Your instructions: Produce an exact copy of the lines from the line containing "Where can the black" through the last line of the listing below, both ends included, and nothing else.
# # # # # # #
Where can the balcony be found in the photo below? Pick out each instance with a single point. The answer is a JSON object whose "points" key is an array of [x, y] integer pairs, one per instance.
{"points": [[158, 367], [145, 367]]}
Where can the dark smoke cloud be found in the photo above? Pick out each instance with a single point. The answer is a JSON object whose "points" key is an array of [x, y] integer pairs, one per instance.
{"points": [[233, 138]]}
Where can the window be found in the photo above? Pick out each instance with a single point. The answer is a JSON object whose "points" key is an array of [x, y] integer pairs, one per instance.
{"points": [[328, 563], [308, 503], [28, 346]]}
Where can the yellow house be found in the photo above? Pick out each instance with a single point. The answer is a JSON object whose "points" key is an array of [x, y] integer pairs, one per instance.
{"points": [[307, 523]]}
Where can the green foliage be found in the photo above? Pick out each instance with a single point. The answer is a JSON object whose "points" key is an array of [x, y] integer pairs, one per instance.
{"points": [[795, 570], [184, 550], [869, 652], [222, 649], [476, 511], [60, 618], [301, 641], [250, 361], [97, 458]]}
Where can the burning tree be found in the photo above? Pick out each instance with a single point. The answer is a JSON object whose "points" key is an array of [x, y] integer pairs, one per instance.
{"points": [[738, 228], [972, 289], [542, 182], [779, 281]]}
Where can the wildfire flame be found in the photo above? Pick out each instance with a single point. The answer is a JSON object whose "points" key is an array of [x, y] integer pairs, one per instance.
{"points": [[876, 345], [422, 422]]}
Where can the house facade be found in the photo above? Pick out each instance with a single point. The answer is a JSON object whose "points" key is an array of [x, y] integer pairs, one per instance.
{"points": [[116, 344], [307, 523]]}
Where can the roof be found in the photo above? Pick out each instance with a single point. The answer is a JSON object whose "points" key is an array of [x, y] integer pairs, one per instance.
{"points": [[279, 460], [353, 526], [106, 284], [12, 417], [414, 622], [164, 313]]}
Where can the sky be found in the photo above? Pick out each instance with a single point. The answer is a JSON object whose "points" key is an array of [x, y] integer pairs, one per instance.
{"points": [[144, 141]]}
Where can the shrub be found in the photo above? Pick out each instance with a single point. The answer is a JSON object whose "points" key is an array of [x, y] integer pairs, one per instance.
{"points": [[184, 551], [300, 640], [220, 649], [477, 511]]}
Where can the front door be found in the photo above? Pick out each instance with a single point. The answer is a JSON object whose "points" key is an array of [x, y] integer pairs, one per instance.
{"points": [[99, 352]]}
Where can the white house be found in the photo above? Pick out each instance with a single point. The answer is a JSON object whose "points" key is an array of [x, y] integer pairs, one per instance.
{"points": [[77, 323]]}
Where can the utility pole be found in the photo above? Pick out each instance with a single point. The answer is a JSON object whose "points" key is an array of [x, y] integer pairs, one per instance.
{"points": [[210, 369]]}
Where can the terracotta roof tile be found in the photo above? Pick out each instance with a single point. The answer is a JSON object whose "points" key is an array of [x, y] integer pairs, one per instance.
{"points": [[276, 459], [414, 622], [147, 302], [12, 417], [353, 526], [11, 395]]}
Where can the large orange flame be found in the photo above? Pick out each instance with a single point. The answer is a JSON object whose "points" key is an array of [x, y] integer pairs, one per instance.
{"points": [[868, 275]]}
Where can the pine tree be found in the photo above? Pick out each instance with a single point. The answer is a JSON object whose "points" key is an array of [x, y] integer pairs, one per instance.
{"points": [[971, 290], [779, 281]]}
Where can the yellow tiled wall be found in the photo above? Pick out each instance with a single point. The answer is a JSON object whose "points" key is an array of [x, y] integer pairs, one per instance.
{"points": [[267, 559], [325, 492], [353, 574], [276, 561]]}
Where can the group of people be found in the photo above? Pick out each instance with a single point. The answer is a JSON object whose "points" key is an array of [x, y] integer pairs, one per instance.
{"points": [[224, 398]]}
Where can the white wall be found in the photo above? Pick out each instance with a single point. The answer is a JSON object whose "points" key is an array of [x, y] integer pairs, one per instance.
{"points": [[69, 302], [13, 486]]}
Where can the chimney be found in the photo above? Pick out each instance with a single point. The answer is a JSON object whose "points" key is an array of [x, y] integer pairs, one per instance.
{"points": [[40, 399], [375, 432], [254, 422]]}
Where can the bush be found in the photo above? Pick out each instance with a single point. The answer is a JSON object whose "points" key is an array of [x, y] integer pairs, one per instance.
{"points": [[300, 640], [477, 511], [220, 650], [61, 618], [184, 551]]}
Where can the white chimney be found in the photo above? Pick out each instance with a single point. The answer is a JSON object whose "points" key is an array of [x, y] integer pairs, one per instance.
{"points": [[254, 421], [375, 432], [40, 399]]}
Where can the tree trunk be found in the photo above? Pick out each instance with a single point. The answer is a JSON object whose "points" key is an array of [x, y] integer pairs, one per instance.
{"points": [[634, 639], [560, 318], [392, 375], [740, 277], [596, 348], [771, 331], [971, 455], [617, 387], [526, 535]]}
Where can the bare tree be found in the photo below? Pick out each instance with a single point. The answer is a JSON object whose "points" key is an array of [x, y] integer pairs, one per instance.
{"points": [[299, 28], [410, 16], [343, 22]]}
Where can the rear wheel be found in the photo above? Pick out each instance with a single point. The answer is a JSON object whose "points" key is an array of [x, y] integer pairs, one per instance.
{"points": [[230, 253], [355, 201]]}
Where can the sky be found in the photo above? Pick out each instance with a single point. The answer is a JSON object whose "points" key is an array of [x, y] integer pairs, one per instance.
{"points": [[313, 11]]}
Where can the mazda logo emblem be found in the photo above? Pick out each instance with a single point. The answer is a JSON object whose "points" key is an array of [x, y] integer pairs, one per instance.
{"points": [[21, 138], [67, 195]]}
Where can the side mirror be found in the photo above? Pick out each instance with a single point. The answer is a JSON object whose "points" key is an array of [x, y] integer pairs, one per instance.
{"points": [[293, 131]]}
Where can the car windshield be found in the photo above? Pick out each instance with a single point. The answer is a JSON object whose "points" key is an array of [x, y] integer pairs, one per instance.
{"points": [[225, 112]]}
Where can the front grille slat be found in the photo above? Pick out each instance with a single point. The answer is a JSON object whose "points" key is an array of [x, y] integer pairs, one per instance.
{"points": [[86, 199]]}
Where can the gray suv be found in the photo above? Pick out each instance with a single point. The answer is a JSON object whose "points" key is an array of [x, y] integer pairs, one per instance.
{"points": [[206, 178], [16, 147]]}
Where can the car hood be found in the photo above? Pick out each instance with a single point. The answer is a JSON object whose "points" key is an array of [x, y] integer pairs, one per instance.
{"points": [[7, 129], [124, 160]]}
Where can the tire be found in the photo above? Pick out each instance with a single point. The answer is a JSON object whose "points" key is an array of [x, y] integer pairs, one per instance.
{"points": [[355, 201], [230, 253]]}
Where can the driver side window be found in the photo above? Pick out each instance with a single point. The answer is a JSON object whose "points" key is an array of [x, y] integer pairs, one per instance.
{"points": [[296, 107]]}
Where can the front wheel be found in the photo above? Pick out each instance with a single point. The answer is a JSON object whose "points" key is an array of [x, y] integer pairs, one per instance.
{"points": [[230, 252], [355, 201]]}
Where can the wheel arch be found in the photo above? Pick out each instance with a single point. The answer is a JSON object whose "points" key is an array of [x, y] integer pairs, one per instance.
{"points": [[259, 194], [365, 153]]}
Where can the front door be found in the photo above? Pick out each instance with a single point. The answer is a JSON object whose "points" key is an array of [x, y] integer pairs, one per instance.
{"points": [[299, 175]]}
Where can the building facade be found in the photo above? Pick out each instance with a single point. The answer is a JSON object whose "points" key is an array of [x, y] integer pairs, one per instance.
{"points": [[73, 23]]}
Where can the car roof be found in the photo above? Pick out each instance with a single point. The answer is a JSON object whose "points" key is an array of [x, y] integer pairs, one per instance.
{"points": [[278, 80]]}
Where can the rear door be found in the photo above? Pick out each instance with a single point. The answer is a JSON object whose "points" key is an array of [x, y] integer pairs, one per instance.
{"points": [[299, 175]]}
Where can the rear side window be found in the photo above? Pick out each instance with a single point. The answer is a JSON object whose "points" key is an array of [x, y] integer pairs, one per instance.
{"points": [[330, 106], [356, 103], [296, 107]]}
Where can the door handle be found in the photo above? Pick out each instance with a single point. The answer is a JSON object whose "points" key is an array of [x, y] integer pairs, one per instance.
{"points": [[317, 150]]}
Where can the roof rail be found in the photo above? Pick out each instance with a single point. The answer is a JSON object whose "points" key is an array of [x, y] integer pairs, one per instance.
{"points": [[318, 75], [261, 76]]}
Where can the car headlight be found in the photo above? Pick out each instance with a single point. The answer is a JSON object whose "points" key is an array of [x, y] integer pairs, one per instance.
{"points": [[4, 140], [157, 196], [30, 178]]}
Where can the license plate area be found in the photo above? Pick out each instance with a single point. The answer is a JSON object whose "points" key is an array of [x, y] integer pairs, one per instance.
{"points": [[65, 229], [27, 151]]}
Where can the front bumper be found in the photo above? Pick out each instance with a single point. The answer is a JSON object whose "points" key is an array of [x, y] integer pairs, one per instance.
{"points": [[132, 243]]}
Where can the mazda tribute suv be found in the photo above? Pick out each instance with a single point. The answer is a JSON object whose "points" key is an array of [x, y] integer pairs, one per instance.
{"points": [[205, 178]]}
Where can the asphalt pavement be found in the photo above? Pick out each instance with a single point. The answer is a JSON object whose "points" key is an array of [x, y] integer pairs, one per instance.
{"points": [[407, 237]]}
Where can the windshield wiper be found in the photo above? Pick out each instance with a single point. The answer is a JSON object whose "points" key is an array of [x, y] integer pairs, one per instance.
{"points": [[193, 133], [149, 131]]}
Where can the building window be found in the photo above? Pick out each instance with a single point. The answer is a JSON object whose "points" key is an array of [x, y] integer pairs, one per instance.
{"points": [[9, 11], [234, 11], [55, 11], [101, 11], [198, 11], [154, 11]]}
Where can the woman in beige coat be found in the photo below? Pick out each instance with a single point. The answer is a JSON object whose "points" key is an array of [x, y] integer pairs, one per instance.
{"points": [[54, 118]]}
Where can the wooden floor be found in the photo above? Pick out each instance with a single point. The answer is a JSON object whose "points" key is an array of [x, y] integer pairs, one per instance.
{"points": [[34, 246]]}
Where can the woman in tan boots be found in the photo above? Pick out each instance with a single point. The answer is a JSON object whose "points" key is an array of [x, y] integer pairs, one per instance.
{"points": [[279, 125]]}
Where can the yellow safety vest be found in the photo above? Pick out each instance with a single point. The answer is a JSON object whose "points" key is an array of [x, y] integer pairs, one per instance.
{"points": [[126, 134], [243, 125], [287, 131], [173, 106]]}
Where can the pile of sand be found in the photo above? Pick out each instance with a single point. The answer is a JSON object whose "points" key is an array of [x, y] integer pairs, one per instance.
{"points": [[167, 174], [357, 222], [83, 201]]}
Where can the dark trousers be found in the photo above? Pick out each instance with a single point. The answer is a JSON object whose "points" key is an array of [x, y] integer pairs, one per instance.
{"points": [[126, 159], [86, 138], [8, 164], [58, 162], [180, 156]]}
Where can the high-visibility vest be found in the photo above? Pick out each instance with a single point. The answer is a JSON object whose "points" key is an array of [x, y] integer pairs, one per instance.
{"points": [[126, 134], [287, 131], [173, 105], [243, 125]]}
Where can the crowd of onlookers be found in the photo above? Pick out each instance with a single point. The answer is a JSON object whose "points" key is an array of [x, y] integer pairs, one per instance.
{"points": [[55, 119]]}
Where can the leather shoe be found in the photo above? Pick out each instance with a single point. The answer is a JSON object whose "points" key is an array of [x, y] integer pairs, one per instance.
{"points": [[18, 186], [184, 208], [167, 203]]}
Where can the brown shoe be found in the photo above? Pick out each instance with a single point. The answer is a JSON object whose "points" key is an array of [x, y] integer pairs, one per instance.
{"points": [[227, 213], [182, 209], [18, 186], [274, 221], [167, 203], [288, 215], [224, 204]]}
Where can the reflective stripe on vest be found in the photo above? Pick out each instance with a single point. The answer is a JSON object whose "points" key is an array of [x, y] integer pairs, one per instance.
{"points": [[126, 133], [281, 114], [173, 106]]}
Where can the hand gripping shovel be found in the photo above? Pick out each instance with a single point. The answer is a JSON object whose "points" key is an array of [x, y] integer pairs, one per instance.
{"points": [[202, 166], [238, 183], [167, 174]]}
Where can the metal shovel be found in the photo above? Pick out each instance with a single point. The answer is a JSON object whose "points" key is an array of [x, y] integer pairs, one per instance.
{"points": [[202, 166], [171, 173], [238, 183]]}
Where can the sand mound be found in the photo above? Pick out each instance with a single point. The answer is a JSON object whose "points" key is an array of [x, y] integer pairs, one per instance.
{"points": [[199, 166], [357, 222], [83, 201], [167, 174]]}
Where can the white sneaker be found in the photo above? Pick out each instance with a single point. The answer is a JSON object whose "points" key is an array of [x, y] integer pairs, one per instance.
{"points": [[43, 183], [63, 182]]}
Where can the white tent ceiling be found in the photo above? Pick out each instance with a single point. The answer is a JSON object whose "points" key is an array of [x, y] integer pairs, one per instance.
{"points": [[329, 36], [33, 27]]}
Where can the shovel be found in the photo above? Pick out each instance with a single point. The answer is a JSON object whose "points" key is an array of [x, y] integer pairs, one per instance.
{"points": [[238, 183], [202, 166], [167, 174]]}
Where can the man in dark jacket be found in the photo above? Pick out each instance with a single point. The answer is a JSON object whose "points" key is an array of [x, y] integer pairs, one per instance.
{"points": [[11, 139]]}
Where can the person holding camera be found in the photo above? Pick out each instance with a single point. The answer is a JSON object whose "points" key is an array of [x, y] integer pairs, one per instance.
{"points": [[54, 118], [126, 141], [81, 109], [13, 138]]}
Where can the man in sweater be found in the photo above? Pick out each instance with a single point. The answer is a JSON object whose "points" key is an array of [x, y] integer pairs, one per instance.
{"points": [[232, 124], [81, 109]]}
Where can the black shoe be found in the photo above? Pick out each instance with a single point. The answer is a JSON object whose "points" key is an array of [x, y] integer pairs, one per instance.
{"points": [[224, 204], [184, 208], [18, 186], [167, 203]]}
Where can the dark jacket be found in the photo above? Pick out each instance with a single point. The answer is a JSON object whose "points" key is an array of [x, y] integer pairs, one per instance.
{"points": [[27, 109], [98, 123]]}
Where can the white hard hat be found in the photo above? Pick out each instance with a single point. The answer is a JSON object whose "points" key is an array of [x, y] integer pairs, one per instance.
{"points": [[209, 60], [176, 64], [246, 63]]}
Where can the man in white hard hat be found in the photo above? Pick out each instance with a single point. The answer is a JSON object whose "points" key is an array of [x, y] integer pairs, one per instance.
# # # # # # #
Solved problem:
Where can the black shoe be found in the photo above? Pick out each instance with a single point. The answer is a JSON object whose "points" key is an array of [x, y] integer pairs, one per instance.
{"points": [[224, 204], [184, 208], [18, 186], [167, 203]]}
Where can the dark jacket be found in the photo above? Pick out each instance with a single point. The answer is a JSON object whose "points" key is an array of [x, y] integer pairs, one per instance.
{"points": [[27, 109], [98, 123]]}
Where can the white hard hat be found in the photo above? Pick out each instance with a single point. The answer is a JSON object whose "points" key is an array of [x, y] integer pairs, one per instance.
{"points": [[209, 60], [176, 64], [246, 63]]}
Where can the man in white hard hat be found in the photo above? Pick out each instance with a single point. The answer is a JSON object whose "points" key is an array of [x, y] integer pairs, one per instance.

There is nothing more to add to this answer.